--- begin DATA SHOWN ---

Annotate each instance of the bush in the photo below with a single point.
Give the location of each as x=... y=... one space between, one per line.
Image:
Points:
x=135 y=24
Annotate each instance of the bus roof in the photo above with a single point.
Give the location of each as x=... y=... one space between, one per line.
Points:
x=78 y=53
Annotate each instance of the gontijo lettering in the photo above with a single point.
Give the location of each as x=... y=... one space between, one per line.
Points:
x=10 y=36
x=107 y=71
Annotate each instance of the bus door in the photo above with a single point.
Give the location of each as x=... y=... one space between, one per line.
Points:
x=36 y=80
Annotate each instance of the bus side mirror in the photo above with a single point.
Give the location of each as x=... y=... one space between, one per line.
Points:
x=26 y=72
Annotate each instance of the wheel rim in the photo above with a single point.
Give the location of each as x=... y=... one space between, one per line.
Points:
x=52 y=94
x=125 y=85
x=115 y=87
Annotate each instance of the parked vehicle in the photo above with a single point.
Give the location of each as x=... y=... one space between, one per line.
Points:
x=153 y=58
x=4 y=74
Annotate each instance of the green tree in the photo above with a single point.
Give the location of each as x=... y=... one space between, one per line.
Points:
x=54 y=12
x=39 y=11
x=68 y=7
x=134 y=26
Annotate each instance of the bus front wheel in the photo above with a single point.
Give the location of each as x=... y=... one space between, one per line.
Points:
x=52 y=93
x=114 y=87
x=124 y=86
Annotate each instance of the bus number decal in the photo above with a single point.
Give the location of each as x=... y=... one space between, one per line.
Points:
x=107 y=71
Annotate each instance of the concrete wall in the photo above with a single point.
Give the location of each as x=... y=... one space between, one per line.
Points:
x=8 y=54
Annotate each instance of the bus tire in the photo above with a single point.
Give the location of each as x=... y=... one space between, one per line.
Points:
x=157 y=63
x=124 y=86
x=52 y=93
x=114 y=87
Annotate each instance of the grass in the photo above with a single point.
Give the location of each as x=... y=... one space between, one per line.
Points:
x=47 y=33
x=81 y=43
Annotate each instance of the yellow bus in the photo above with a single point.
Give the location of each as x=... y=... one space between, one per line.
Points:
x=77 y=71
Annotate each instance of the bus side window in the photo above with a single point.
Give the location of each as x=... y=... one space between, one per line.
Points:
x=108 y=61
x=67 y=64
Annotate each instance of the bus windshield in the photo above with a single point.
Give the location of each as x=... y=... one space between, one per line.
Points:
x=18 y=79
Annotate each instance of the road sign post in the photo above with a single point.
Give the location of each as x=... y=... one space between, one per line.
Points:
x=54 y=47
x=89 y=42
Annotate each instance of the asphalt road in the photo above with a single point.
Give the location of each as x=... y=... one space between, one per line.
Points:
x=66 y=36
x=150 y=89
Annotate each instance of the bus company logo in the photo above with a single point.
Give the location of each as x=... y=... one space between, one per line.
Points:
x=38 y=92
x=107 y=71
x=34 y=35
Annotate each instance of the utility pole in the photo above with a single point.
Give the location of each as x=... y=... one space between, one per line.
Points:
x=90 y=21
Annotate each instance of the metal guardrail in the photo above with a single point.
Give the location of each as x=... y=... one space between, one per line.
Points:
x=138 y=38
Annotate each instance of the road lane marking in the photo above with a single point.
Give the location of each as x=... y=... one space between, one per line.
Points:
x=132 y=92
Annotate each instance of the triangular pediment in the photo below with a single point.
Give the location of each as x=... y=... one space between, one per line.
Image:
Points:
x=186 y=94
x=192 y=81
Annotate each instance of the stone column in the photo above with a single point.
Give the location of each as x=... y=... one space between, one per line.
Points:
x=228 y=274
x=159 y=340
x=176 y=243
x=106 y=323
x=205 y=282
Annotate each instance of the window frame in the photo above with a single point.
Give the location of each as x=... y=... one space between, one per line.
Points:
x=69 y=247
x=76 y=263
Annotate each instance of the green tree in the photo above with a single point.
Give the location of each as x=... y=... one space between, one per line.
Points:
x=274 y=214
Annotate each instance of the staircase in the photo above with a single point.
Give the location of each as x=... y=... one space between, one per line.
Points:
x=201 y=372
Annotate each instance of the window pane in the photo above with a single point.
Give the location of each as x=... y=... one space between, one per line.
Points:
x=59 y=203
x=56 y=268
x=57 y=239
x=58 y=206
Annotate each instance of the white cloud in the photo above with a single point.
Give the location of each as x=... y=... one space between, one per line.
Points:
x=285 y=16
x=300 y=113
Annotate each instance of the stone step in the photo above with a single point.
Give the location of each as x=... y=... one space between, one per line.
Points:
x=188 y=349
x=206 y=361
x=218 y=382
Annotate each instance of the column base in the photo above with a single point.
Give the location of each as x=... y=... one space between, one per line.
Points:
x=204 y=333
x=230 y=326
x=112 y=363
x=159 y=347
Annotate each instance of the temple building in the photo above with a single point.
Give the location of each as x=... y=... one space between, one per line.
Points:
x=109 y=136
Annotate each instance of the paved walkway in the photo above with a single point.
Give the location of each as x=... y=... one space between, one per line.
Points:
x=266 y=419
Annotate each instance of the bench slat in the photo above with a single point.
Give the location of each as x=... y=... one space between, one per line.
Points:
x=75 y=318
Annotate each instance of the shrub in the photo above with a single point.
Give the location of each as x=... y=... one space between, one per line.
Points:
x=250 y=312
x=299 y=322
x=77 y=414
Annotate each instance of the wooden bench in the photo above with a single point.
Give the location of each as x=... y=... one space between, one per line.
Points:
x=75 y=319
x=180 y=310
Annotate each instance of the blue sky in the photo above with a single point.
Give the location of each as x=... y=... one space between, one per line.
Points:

--- end DATA SHOWN ---

* _INSTRUCTIONS FOR THE TASK_
Present every line of the items above as a numbered list, leaving out any blank lines.

* _RIGHT ANSWER_
1. Annotate each instance of the bush in the photo below with a single point.
2. Give the location of each as x=... y=... one space between, one per line.
3. Image:
4. Points:
5. x=135 y=24
6. Annotate each instance of the bus roof in the photo above with a single point.
7. Give the location of each as x=... y=... one space between, one per line.
8. Points:
9. x=78 y=53
10. Annotate each instance of the gontijo lettering in the photo above with a single point.
11. Give the location of each as x=... y=... one space between, one per line.
12. Points:
13. x=10 y=36
14. x=107 y=71
15. Annotate each instance of the bus door in the photo above with a single point.
16. Give the location of each as x=... y=... one space between, one per line.
17. Points:
18. x=36 y=80
19. Annotate each instance of the bus side mirror in the photo above with a single point.
20. Give the location of each as x=... y=... one space between, one per line.
21. Points:
22. x=26 y=72
23. Annotate each instance of the wheel rim in the photo above with a single point.
24. Give the location of each as x=... y=... one space between, one per line.
25. Points:
26. x=52 y=94
27. x=125 y=85
28. x=115 y=87
29. Annotate each instance of the parked vehicle in the photo above with a single point.
30. Give the location of each as x=... y=... one space between, one per line.
31. Points:
32. x=153 y=58
33. x=4 y=74
34. Annotate each instance of the green tree in the photo above with a single point.
35. Give the location of each as x=... y=... one space between, one per line.
36. Points:
37. x=54 y=12
38. x=39 y=11
39. x=68 y=7
40. x=134 y=26
41. Annotate each instance of the bus front wheel in the photo above with a single point.
42. Give the location of each as x=... y=... one space between, one per line.
43. Points:
44. x=52 y=93
45. x=114 y=87
46. x=124 y=86
47. Annotate each instance of the bus number decal in the photo above with a single point.
48. Give the location of each as x=... y=... one space between, one per line.
49. Points:
50. x=107 y=71
51. Annotate each instance of the concrete wall in the photo above with a single point.
52. Give the location of each as x=... y=... one space between, one per line.
53. Points:
54. x=8 y=54
55. Annotate each instance of the bus tire in the photo above with a single point.
56. Give the location of each as x=... y=... one space between, one per line.
57. Points:
58. x=157 y=63
59. x=124 y=86
60. x=52 y=93
61. x=114 y=87
62. Annotate each instance of the grass in the photo above with a single point.
63. Give the location of each as x=... y=... one space between, one per line.
64. Points:
65. x=47 y=33
66. x=81 y=43
67. Annotate each instance of the yellow bus in the photo above with a single point.
68. Give the location of each as x=... y=... one space between, one per line.
69. Points:
70. x=77 y=71
71. Annotate each instance of the bus side window in the photo above with a single point.
72. Give the location of each as x=... y=... one space between, one per line.
73. Points:
74. x=108 y=61
75. x=67 y=64
76. Annotate each instance of the bus windshield in the photo above with a single point.
77. Give the location of each as x=... y=... one space between, one per line.
78. Points:
79. x=18 y=79
80. Annotate each instance of the road sign post in the photo above with a single point.
81. Give the location of each as x=... y=... one space between, one per line.
82. Points:
83. x=54 y=47
84. x=89 y=42
85. Annotate each instance of the asphalt road in the photo above with a single point.
86. Give the location of each as x=... y=... one space between, one per line.
87. Points:
88. x=66 y=36
89. x=150 y=89
90. Annotate each instance of the bus company logo in the photo above with a single point.
91. Give the location of each as x=... y=... one space between, one per line.
92. Points:
93. x=38 y=92
94. x=107 y=71
95. x=34 y=35
96. Annotate each instance of the utility pole in the photo above with a single point.
97. Give the location of each as x=... y=... one space between, one per line.
98. Points:
99. x=90 y=21
100. Annotate each instance of the metal guardrail in the photo above with a single point.
101. Give the location of each as x=... y=... one space between, one per line.
102. Points:
103. x=138 y=38
104. Annotate each instance of the road lane marking in the photo above with a single point.
105. Give the location of each as x=... y=... one space between, one per line.
106. Points:
107. x=132 y=92
108. Annotate each instance of the triangular pediment in the photo below with a single point.
109. Give the location of each as x=... y=... one space between, one per line.
110. Image:
111. Points:
112. x=186 y=94
113. x=192 y=81
114. Annotate each instance of the stone column in the photo above with a single point.
115. Give the location of each as x=... y=... one space between, one per line.
116. Points:
117. x=228 y=274
118. x=159 y=340
119. x=176 y=243
120. x=106 y=323
121. x=205 y=282
122. Annotate each instance of the window frame in the photo above with a single point.
123. Give the location of each as x=... y=... one space between, one per line.
124. Points:
125. x=69 y=247
126. x=76 y=263
127. Annotate each instance of the green tree in the photo above with a single point.
128. Give the location of each as x=... y=... one space between, one per line.
129. Points:
130. x=274 y=214
131. Annotate each instance of the staircase in the photo above with a single point.
132. Give the location of each as x=... y=... one space between, one per line.
133. Points:
134. x=201 y=372
135. Annotate each instance of the window pane in the photo above with a single point.
136. Give the location of each as x=... y=... one space between, one per line.
137. Points:
138. x=59 y=203
139. x=56 y=268
140. x=57 y=239
141. x=58 y=206
142. Annotate each instance of the white cloud in the photo above with a single point.
143. Give the location of each as x=... y=... one space between, one per line.
144. Points:
145. x=285 y=16
146. x=300 y=113
147. Annotate each instance of the stone step in the photo above with a single point.
148. Give the location of each as x=... y=... one space between, one per line.
149. Points:
150. x=188 y=349
151. x=206 y=361
152. x=218 y=382
153. Annotate each instance of the column base in the photo above with a single point.
154. Give the location of each as x=... y=... one space between, one per line.
155. Points:
156. x=204 y=333
157. x=230 y=326
158. x=112 y=363
159. x=159 y=347
160. Annotate each instance of the temple building in the photo above with a single point.
161. Give the location of each as x=... y=... one space between, one per line.
162. Points:
163. x=109 y=136
164. Annotate each instance of the paved walkway in the photo above with a single point.
165. Give the location of each as x=... y=... one space between, one per line.
166. Points:
167. x=266 y=419
168. Annotate each instance of the bench slat in the photo above with a single point.
169. Give the location of each as x=... y=... one space between, one per line.
170. Points:
171. x=75 y=318
172. Annotate each instance of the shrub in the photo above with a single point.
173. Give the location of each as x=... y=... one space between, one per line.
174. Points:
175. x=250 y=312
176. x=299 y=322
177. x=77 y=414
178. Annotate each instance of the wooden bench in the photo above with a single point.
179. Give the location of each as x=... y=... one space between, one per line.
180. Points:
181. x=75 y=319
182. x=180 y=310
183. Annotate each instance of the blue sky in the photo above with a single point.
184. Give the location of each as x=... y=... one space between, one per line.
185. Points:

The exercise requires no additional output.